TEXTO PROPORCIONADO -
· · · · ·

“La culpa es de los jóvenes”, sentenció uno de los comensales de nuestro reducido almuerzo familiar de bienvenida al 2021. Milésimas de segundo antes de forzar una sonrisa en respuesta a la ironía, otro pensamiento me atajó: “Quieto, lo dice en serio. Esto se va a poner feo”.

Comenzábamos el año con honores a un ritual más viejo que el agujero del mate: culpabilizar a adolescentes y jóvenes por los problemas del mundo adulto. A la fecha, ninguna de las cepas uruguayas de centennials, millennials o baby boomers se ha salvado de la condena de sus padres y abuelos.

La penúltima gran ofensiva sobre la juventud naufragó en las urnas de aquel lejano 2014. Ya desde principios del siglo pasado la prensa acusaba a las bandas infanto-juveniles como motor del insostenible flagelo de la inseguridad pública. Desde el retorno a la democracia se acumulaban 16 intentos legislativos para bajar la edad de imputabilidad penal. El último bastardo de esta cíclica cruzada punitivista vio luz con la ley de urgente consideración, que aumenta las penas de encierro para adolescentes. La tradición de expiarse en la juventud parece no tener aforo; donde entra inseguridad, cabe pandemia.

· · · · ·

INFORMACIÓN PROPORCIONADA -
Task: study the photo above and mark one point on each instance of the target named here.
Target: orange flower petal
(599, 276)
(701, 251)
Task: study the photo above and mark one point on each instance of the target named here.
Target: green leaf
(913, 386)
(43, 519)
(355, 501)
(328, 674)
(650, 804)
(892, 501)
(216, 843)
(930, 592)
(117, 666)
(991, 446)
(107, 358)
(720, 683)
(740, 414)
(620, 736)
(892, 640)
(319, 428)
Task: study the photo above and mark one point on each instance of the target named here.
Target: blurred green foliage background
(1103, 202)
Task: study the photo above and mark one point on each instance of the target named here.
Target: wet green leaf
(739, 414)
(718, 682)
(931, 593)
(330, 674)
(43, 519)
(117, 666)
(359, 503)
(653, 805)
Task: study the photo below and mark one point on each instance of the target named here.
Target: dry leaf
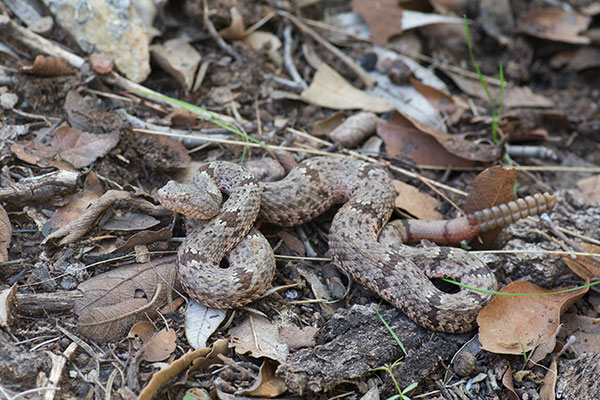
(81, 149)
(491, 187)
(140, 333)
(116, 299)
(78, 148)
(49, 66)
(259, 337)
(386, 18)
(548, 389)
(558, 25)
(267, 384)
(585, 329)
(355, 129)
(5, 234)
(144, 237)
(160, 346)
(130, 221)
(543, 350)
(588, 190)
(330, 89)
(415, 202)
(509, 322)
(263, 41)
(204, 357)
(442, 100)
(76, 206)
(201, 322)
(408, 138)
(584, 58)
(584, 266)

· · · · ·

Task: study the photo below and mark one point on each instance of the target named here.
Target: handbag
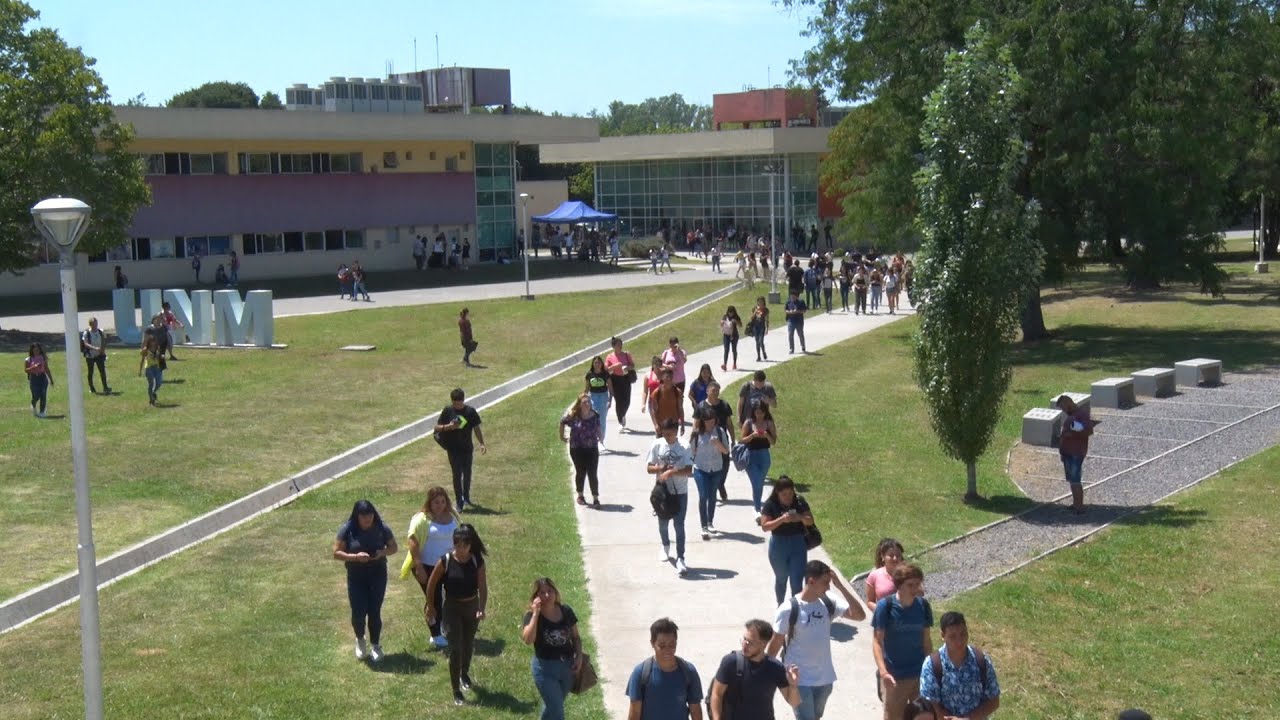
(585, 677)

· · · · ·

CONSIGNA 1 -
Según el texto proporcionado, ¿cuántos intentos legislativos para bajar la edad de imputabilidad penal se acumulaban desde el retorno a la democracia?
CONSIGNA 2 -
¿Concuerda cada una de estas afirmaciones con el texto proporcionado? Conteste sí o no y cite las palabras del texto que lo deciden.
(a) El almuerzo de bienvenida al 2021 fue reducido y familiar.
(b) La ley de urgente consideración reduce las penas de encierro para adolescentes.
(c) La penúltima gran ofensiva sobre la juventud naufragó en las urnas en 2014.

RESPUESTA ESPERADA 1 -
16 intentos legislativos.

RESPUESTA ESPERADA 2 -
(a) Sí: "nuestro reducido almuerzo familiar de bienvenida al 2021".
(b) No: "aumenta las penas de encierro para adolescentes".
(c) Sí: "naufragó en las urnas de aquel lejano 2014".